EXERCISE INPUTS:
[START]
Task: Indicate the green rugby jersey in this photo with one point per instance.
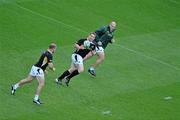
(104, 35)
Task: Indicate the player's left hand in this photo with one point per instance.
(113, 40)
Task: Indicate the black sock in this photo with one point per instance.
(74, 73)
(66, 73)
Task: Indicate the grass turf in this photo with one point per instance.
(140, 69)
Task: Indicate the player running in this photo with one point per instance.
(77, 59)
(37, 71)
(104, 36)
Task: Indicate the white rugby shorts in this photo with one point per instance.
(36, 71)
(99, 49)
(77, 59)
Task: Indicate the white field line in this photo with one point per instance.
(81, 30)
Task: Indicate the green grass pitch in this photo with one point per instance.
(140, 71)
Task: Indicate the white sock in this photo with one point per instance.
[END]
STATED GOAL:
Pictures excluded, quote all the data above exactly.

SOLUTION TO THE EXERCISE:
Task: Indicate the green rugby jersey in this photo with one point per instance.
(104, 35)
Task: Indicate the player's left hand in this photo with one point per instance.
(113, 40)
Task: Indicate the black sock in this photo with one point per instance.
(74, 73)
(66, 73)
Task: Indicate the grass turf in this photo with one point per instance.
(140, 69)
Task: Indicate the player running in this photo with one point per instance.
(77, 59)
(37, 71)
(104, 36)
Task: Indicate the white rugby shorts in this photo with one point per instance.
(36, 71)
(99, 49)
(77, 59)
Task: Indicate the white field line in this photo with one point per instance.
(81, 30)
Task: Indicate the green grass pitch in this photo with one point per instance.
(140, 71)
Task: Indicate the white sock in this photo with one point per instance.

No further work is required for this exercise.